• Work to complete
Convert every line of the records below into a Markdown table with the columns No. and Text, numbering the rows and omitting blank lines. Leave the pictures out.
--- Input data ---
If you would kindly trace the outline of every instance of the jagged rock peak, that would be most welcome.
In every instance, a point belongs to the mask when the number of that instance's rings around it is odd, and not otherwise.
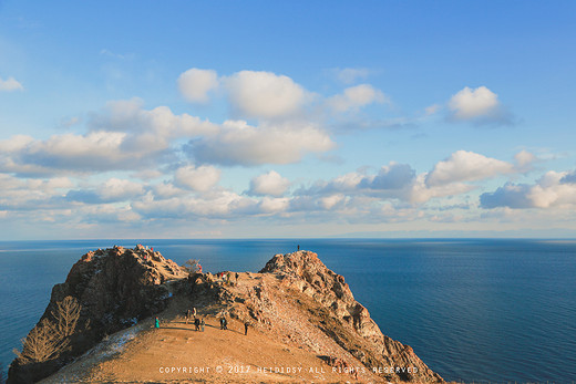
[[[80,305],[79,326],[69,336],[70,347],[47,361],[16,359],[9,382],[35,382],[82,354],[107,334],[131,326],[141,319],[163,311],[172,297],[165,282],[188,274],[160,252],[137,245],[135,248],[97,249],[83,255],[72,266],[63,283],[52,288],[42,321],[54,321],[59,303],[71,297]]]

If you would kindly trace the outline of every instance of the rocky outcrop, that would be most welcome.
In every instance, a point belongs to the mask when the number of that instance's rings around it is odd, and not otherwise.
[[[282,284],[319,303],[310,311],[310,320],[373,372],[390,381],[443,382],[412,347],[382,334],[368,310],[354,300],[344,278],[328,269],[318,255],[276,255],[260,272],[277,274]]]
[[[183,316],[191,308],[196,308],[207,322],[215,323],[222,316],[237,320],[236,324],[243,328],[248,324],[274,345],[282,344],[282,351],[306,351],[330,372],[342,373],[344,381],[443,382],[410,346],[382,334],[369,311],[356,301],[344,278],[309,251],[276,255],[259,273],[227,272],[223,278],[210,273],[188,274],[160,252],[142,246],[96,250],[82,256],[66,281],[53,288],[41,321],[53,321],[54,309],[68,297],[82,307],[76,332],[70,336],[70,350],[41,363],[14,360],[9,382],[32,382],[49,376],[104,335],[164,311],[168,303],[161,318],[175,329],[187,325]],[[142,325],[138,326],[142,329]],[[134,331],[135,338],[136,333]],[[253,357],[246,356],[246,364],[253,364]],[[72,370],[76,363],[62,371]],[[215,361],[214,365],[222,365],[222,361]],[[90,382],[94,376],[86,377]],[[239,376],[228,378],[236,382]],[[263,382],[257,376],[245,380]]]
[[[50,375],[107,334],[135,324],[166,308],[172,293],[164,284],[187,273],[160,252],[141,245],[90,251],[72,267],[64,283],[52,289],[50,303],[34,329],[53,319],[56,303],[72,297],[81,305],[69,346],[44,362],[16,359],[9,382],[34,382]],[[29,336],[34,330],[31,331]]]

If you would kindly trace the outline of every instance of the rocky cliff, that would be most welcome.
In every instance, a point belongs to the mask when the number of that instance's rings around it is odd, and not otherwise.
[[[66,297],[79,301],[80,325],[70,351],[52,365],[17,359],[10,381],[45,377],[104,335],[138,322],[43,383],[443,382],[410,346],[383,335],[344,278],[313,252],[276,255],[259,273],[185,277],[181,267],[140,246],[84,255],[66,281],[54,287],[43,315],[50,319]],[[192,308],[206,321],[206,332],[194,332],[184,319]],[[152,329],[153,322],[145,319],[154,313],[160,313],[160,329]],[[223,316],[229,319],[229,332],[219,330]],[[206,371],[163,371],[192,365]],[[214,371],[223,366],[224,372]],[[274,371],[282,366],[291,373]],[[238,367],[240,374],[233,370]]]
[[[412,347],[382,334],[368,310],[354,300],[344,278],[328,269],[318,255],[276,255],[260,272],[277,274],[282,284],[318,302],[320,307],[310,316],[317,318],[319,329],[364,366],[382,371],[388,380],[442,382]]]
[[[52,289],[44,314],[29,333],[28,344],[24,343],[23,352],[28,351],[28,356],[19,356],[12,362],[9,383],[35,382],[45,377],[105,335],[161,312],[171,297],[164,283],[186,276],[175,262],[140,245],[134,249],[114,247],[83,255],[70,270],[65,282]],[[79,304],[79,318],[70,335],[54,341],[50,333],[56,333],[62,323],[59,303],[66,297]],[[65,342],[61,351],[51,345],[56,342]],[[39,350],[50,347],[56,351],[42,353]]]

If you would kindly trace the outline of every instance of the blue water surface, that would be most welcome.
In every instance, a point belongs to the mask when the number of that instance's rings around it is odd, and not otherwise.
[[[79,240],[0,242],[0,364],[35,324],[53,284],[89,250],[152,246],[205,271],[258,271],[275,253],[317,252],[382,332],[445,380],[576,381],[576,241]]]

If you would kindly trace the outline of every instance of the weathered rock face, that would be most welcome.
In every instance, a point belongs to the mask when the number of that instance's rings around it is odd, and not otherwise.
[[[171,297],[163,283],[186,276],[175,262],[140,245],[134,249],[114,247],[88,252],[72,267],[65,282],[54,286],[41,318],[41,321],[53,321],[52,312],[58,302],[65,297],[78,300],[80,319],[70,336],[70,349],[43,363],[16,359],[10,366],[9,382],[33,382],[49,376],[104,335],[158,313]]]
[[[443,382],[412,347],[382,334],[368,310],[354,300],[344,278],[328,269],[318,255],[276,255],[260,272],[276,273],[281,283],[318,302],[319,309],[310,315],[318,318],[318,326],[367,367],[381,370],[387,380]]]

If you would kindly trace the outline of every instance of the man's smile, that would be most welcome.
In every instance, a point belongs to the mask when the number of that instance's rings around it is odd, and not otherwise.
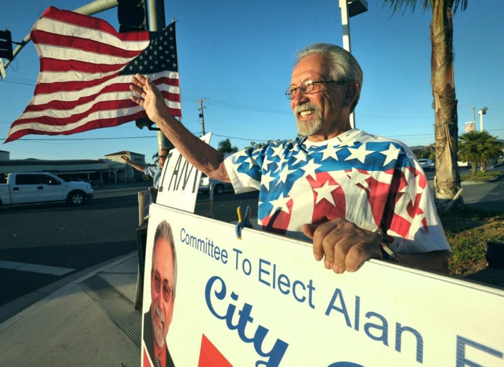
---
• Expected answer
| No. | Text |
|---|---|
| 1 | If you would kindly trace the outline of every instance of the jagged rock peak, that would be most welcome. |
| 2 | In every instance, a point belongs to the mask when the number of that instance's rings around it is odd, and not otherwise. |
| 3 | [[[80,305],[79,326],[69,336],[70,347],[47,361],[16,359],[9,382],[35,382],[82,354],[107,334],[131,326],[141,319],[163,311],[172,297],[165,282],[188,274],[160,252],[137,245],[135,248],[97,249],[83,255],[72,266],[63,283],[52,288],[42,321],[54,321],[59,303],[71,297]]] |
| 4 | If you would kindly trace the outline of every instance of the rocky outcrop, that would be most welcome. |
| 5 | In every instance, a point belongs to the mask when the number of that instance's rings around it is odd, and not otherwise. |
| 6 | [[[282,284],[319,303],[310,311],[310,320],[373,372],[390,381],[443,382],[412,347],[382,334],[368,310],[354,300],[344,278],[328,269],[318,255],[276,255],[260,272],[277,274]]] |
| 7 | [[[183,316],[191,308],[196,308],[207,322],[215,323],[222,316],[237,320],[236,324],[243,328],[248,324],[274,345],[282,344],[282,351],[306,351],[330,372],[342,373],[344,381],[443,382],[410,346],[382,334],[369,311],[356,301],[344,278],[309,251],[276,255],[259,273],[227,272],[223,278],[210,273],[188,274],[160,252],[142,246],[96,250],[82,256],[66,281],[53,288],[41,321],[53,321],[54,309],[68,297],[82,307],[76,332],[70,336],[70,350],[41,363],[14,360],[9,382],[32,382],[49,376],[104,335],[164,311],[168,303],[161,318],[175,329],[187,325]],[[142,325],[138,326],[142,329]],[[134,331],[135,338],[136,333]],[[253,357],[246,356],[246,364],[253,364]],[[72,370],[76,363],[62,371]],[[215,361],[214,365],[222,365],[222,361]],[[90,382],[94,376],[86,377]],[[239,376],[228,378],[236,382]],[[263,382],[257,376],[245,380]]] |
| 8 | [[[50,375],[107,334],[135,324],[166,308],[172,293],[164,284],[187,273],[160,252],[141,245],[90,251],[72,267],[64,283],[52,289],[50,303],[34,329],[53,319],[56,303],[72,297],[81,305],[69,346],[44,362],[16,359],[9,382],[34,382]],[[29,336],[34,330],[31,331]]] |
| 9 | If you would kindly trace the outline of every instance of the rocky cliff, that would be most welcome. |
| 10 | In every instance, a point belongs to the mask when the number of that instance's rings around it is odd, and not otherwise. |
| 11 | [[[66,297],[79,301],[80,325],[70,351],[52,365],[17,359],[10,381],[45,377],[104,335],[138,322],[43,383],[443,382],[410,346],[383,335],[344,278],[313,252],[276,255],[259,273],[185,277],[181,267],[140,246],[84,255],[66,281],[54,287],[43,315],[50,319]],[[192,308],[206,321],[206,332],[194,332],[184,319]],[[152,329],[153,322],[145,319],[154,313],[160,313],[160,329]],[[223,316],[229,319],[229,332],[219,330]],[[206,371],[163,371],[192,365]],[[214,371],[223,366],[224,372]],[[274,371],[282,366],[291,373]],[[238,367],[240,374],[233,370]]] |
| 12 | [[[412,347],[382,334],[368,310],[354,300],[344,278],[328,269],[318,255],[276,255],[260,272],[277,274],[282,284],[318,302],[320,307],[310,316],[317,318],[319,329],[364,366],[382,371],[388,380],[442,382]]] |
| 13 | [[[52,289],[44,314],[29,333],[28,344],[24,343],[23,352],[28,351],[28,356],[19,356],[12,362],[9,383],[35,382],[45,377],[105,335],[161,312],[171,297],[164,283],[186,276],[175,262],[140,245],[134,249],[114,247],[83,255],[70,270],[65,282]],[[79,304],[79,318],[70,335],[54,341],[50,333],[56,333],[62,323],[59,303],[66,297]],[[65,342],[61,351],[51,345],[56,342]],[[39,350],[50,347],[56,351],[42,353]]] |
| 14 | If you would kindly trace the outline of every instance of the blue water surface, that would be most welcome. |
| 15 | In every instance, a point belongs to the mask when the number of that instance's rings around it is odd, and not otherwise. |
| 16 | [[[79,240],[0,242],[0,364],[35,324],[53,284],[89,250],[152,246],[205,271],[258,271],[275,253],[317,252],[382,332],[445,380],[576,381],[576,241]]] |
| 17 | If you would kindly trace the outline of every instance of the weathered rock face, that would be most welcome. |
| 18 | In every instance, a point belongs to the mask when the number of that instance's rings around it is odd, and not otherwise. |
| 19 | [[[171,297],[163,283],[186,276],[175,262],[140,245],[134,249],[114,247],[88,252],[72,267],[65,282],[54,286],[41,318],[41,321],[53,321],[52,312],[58,302],[65,297],[78,300],[80,319],[70,336],[70,349],[43,363],[16,359],[10,366],[9,382],[33,382],[49,376],[104,335],[158,313]]] |
| 20 | [[[443,382],[412,347],[382,334],[368,310],[354,300],[344,278],[328,269],[318,255],[276,255],[260,272],[276,273],[281,283],[318,302],[319,309],[310,315],[318,318],[318,326],[367,367],[381,370],[387,380]]] |
| 21 | If you would kindly trace the outline of every instance of the man's smile, that would be most welcome. |
| 22 | In every instance, a point belongs to the mask when the number of that instance's rings around it is odd, and not otherwise. |